Problem to solve: Leaving the pictures aside, reproduce the data in full and word for word.

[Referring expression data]
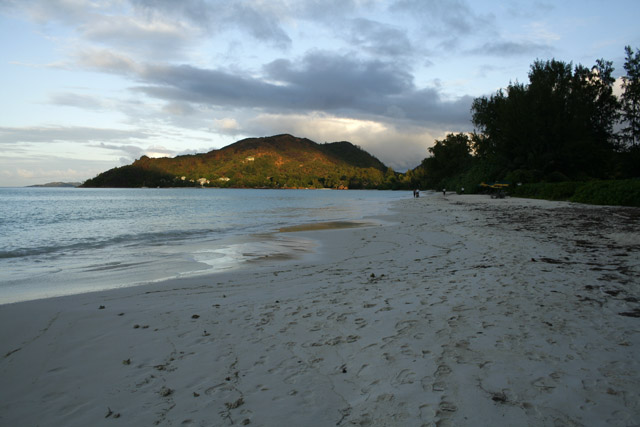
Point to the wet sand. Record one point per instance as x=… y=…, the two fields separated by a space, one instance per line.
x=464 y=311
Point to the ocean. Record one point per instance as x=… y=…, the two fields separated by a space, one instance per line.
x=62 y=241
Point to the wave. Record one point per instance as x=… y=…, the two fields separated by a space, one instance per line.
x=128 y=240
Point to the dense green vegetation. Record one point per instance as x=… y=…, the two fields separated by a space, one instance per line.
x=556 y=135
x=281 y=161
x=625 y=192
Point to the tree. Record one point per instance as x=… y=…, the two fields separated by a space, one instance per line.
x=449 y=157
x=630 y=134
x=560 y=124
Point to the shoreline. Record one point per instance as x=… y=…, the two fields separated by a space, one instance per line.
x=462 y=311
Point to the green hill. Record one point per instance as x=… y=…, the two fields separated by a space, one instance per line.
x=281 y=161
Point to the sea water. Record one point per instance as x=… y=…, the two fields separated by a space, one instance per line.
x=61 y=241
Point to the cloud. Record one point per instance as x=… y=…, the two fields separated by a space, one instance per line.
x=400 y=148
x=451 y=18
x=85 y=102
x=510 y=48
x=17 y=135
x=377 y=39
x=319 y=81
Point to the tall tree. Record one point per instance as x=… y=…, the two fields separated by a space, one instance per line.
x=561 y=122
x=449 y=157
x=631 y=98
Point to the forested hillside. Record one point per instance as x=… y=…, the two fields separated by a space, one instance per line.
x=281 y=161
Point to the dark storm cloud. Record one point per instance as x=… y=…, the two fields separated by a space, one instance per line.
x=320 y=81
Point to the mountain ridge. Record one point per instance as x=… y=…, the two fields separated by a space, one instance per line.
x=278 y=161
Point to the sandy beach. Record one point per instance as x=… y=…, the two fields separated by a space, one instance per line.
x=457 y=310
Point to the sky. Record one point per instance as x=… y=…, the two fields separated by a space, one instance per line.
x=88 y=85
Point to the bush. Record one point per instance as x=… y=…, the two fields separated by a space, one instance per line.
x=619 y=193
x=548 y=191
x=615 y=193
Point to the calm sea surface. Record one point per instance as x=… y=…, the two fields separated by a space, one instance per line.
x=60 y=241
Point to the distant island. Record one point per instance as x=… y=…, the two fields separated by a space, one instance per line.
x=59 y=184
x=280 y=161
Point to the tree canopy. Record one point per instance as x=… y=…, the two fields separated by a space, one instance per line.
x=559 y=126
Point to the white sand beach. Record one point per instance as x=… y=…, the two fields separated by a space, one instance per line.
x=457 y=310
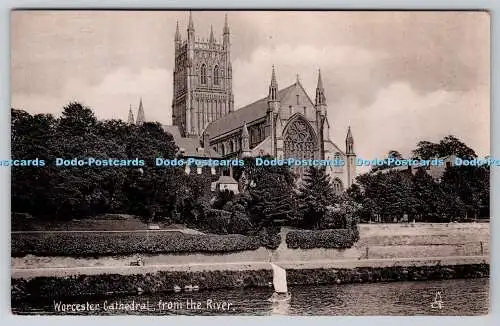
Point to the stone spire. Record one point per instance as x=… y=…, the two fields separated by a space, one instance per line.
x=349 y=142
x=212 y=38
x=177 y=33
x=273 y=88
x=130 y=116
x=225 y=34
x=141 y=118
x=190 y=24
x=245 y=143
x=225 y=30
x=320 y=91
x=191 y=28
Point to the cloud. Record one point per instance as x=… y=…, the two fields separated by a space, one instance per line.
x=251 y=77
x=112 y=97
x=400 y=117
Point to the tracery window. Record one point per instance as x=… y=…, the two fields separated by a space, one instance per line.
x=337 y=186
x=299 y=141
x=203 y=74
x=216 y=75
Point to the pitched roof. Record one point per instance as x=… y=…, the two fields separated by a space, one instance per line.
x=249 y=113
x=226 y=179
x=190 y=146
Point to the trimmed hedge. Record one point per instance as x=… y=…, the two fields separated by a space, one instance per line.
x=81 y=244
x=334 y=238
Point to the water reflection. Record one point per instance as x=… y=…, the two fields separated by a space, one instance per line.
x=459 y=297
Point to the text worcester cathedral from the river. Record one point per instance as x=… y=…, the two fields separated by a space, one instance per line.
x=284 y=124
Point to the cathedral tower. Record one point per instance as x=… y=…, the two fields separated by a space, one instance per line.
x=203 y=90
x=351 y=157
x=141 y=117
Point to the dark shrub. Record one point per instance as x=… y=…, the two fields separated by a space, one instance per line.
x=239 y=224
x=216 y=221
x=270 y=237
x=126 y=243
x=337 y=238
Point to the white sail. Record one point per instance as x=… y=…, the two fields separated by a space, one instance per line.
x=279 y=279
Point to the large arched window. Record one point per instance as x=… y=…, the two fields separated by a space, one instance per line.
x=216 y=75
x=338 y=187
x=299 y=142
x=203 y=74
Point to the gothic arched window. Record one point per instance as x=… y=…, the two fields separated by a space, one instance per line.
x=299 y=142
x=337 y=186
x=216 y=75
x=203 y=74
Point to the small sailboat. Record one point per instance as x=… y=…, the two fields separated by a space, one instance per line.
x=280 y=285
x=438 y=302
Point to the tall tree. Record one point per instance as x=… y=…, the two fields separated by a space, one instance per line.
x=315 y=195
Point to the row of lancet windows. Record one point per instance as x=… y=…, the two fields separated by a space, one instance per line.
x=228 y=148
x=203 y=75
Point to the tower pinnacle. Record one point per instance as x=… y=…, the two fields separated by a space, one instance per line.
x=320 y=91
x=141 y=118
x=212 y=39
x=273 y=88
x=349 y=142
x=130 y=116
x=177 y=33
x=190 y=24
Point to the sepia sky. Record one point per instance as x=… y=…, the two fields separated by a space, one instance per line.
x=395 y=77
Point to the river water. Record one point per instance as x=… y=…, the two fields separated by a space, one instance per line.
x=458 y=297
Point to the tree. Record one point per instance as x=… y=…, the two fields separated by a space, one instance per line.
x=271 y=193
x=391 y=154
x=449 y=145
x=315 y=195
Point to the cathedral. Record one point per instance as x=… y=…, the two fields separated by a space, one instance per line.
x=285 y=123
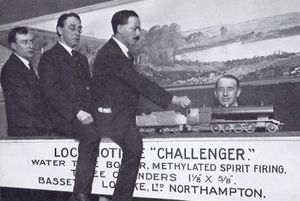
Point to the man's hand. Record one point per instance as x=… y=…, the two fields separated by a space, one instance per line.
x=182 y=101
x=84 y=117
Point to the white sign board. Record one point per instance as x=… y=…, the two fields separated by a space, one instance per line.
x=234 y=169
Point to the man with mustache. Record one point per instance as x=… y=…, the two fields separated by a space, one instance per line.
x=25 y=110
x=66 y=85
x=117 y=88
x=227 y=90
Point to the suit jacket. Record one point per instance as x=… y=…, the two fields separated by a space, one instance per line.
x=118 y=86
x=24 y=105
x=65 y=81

Answer for this exercise:
Point to the wet sand. Record one point per instance as x=… y=…, the two fields separated by a space, one instance per line.
x=464 y=311
Point to the ocean. Record one point per instance as x=… y=…, the two fields separated by a space, one instance per line.
x=62 y=241
Point to the wave. Record one point per instance as x=… y=…, the two fields separated by a space, one instance per line.
x=128 y=240
Point to the dense green vegetation. Record one point per instance as x=… y=…, the two fields separated by a space, one instance per line.
x=556 y=135
x=281 y=161
x=625 y=192
Point to the tree. Record one point per instance as x=… y=…, the two fields separated by a space, one instance per line.
x=449 y=157
x=630 y=134
x=560 y=124
Point to the shoreline. Record one point per instance as x=… y=…, the two fields separated by a space, one instance per line.
x=462 y=311
Point to the green hill. Record one point per instance as x=… y=…, the two fields separated by a space, one instance per line.
x=281 y=161
Point to the sea water. Record one point per instance as x=… y=…, the two fields separated by a space, one instance per line.
x=61 y=241
Point to the cloud. Record one point per instance as x=… y=…, the two fields separated by a space, one instance per line.
x=400 y=148
x=451 y=18
x=85 y=102
x=510 y=48
x=17 y=135
x=377 y=39
x=319 y=81
Point to the tall tree. Record one point per instance as x=… y=…, the two fields separated by a space, one instance per line.
x=561 y=122
x=449 y=157
x=631 y=98
Point to the forested hillside. Record one point per instance as x=… y=…, the two fields separated by a space, one instance per line.
x=281 y=161
Point to the dark storm cloud. Record one point per instance as x=… y=…, the two fields separated by a space, one instance per line.
x=320 y=81
Point to the mountain ridge. Record one point per instance as x=… y=…, the two fields separated by a space, one instance per line.
x=278 y=161
Point to the sandy beach. Record one point per instance as x=… y=…, the two fields separated by a space, one instance per line.
x=457 y=310
Point to the sky. Record one point per instance as x=… y=…, the two fields separated by a space, one instance per line.
x=88 y=85
Point to the bush. Record one point per instance as x=… y=…, the two fields separated by a space, one instance per line.
x=619 y=193
x=548 y=191
x=615 y=193
Point to the calm sea surface. Record one point per instance as x=… y=…, the two fields separated by a space, one instance per line.
x=60 y=241
Point to the distant island. Record one point per instance as x=… y=…, the two fields separated by a space, one instance per line.
x=59 y=184
x=280 y=161
Point to the tree canopy. Record one point per instance as x=… y=…, the two fields separated by a space, one instance per line.
x=559 y=126
Point to the white sand beach. Record one point per instance as x=… y=…, the two fields separated by a space, one instance per line.
x=457 y=310
Point to the stone spire. Record one point per instance as x=… y=…, the two fields separated by a space, one instance per line.
x=349 y=142
x=212 y=38
x=177 y=33
x=273 y=88
x=130 y=116
x=225 y=34
x=141 y=118
x=190 y=24
x=245 y=143
x=225 y=30
x=320 y=91
x=191 y=28
Point to the cloud. Record one point per instance as x=… y=…, the two fields separated by a space, one instance per line.
x=251 y=77
x=112 y=97
x=400 y=117
Point to the tracery window. Record one point per instance as x=… y=…, the two fields separated by a space, one instance per line.
x=337 y=186
x=299 y=141
x=203 y=74
x=216 y=75
Point to the pitched roof. Record one point per instance as x=… y=…, the two fields separated by a space, one instance per line.
x=249 y=113
x=226 y=179
x=190 y=146
Point to the trimmed hedge. Record one point per instance as x=… y=…, the two fields separated by a space, one instance per line.
x=81 y=244
x=334 y=238
Point to the water reflection. Record one point per instance as x=… y=…, the two fields separated by a space, one instance per line.
x=459 y=297
Point to the text worcester cathedral from the river. Record one point per instance as x=… y=…, the two fields separated by a space, one instance per line.
x=284 y=124
Point to the cathedral tower. Record one point per instance as x=… y=…, the two fields separated by a space, one instance per line.
x=203 y=90
x=351 y=157
x=141 y=117
Point to the dark shrub. Record one point per instance as x=… y=…, the two fields separated by a space, one instance per line.
x=239 y=224
x=216 y=221
x=270 y=237
x=126 y=243
x=337 y=238
Point to the white sail. Record one point per instance as x=… y=…, the two fields separated by a space, one instance per line.
x=279 y=279
Point to the large arched window. Record one point per instance as x=… y=…, the two fields separated by a space, one instance per line.
x=216 y=75
x=338 y=187
x=299 y=142
x=203 y=74
Point to the gothic arched window. Record one point per instance as x=… y=…, the two fields separated by a space, one instance per line.
x=299 y=142
x=337 y=186
x=216 y=75
x=203 y=74
Point to the small sailboat. Record one point per instance as x=… y=…, the two fields separated by a space, one instance per line.
x=280 y=285
x=438 y=302
Point to the tall tree. Record one point per instance as x=… y=…, the two fields separated by a space, one instance per line.
x=315 y=195
Point to the row of lancet windows. Record one point per instance as x=… y=…, the two fields separated by a space, one instance per line.
x=228 y=148
x=203 y=75
Point to the tower pinnacle. Record one point per instance as x=… y=…, the two fields separated by a space, one instance per line.
x=320 y=91
x=141 y=118
x=212 y=39
x=273 y=88
x=349 y=142
x=130 y=116
x=177 y=33
x=190 y=24
Point to the sepia sky. Record one point per instance as x=… y=…, the two fields separated by a space, one instance per line.
x=395 y=77
Point to the river water. Record one point per instance as x=… y=…, the two fields separated by a space, one instance per line.
x=458 y=297
Point to the tree. Record one point per instance as x=… y=…, the two fields separated by a space, one instance per line.
x=271 y=193
x=391 y=154
x=449 y=145
x=315 y=195
Point to the cathedral. Record one point per instance as x=… y=…, the two fields separated by a space, one instance per line.
x=285 y=123
Point to the man's hand. Record one point per instance as x=… y=…, the two fields separated by a space, one instance per line.
x=182 y=101
x=84 y=117
Point to the white sign board. Record one point per instance as x=… y=…, the two fields separated by a space, one instance per line.
x=234 y=169
Point to the man with mustache. Record one point per instance as x=… y=…, the two fields separated by a space, one instance per line.
x=25 y=110
x=66 y=85
x=117 y=88
x=227 y=90
Point to the suit jacket. Record one point per instance as x=… y=…, the two fields separated by a space, one instance per line.
x=118 y=86
x=24 y=105
x=65 y=81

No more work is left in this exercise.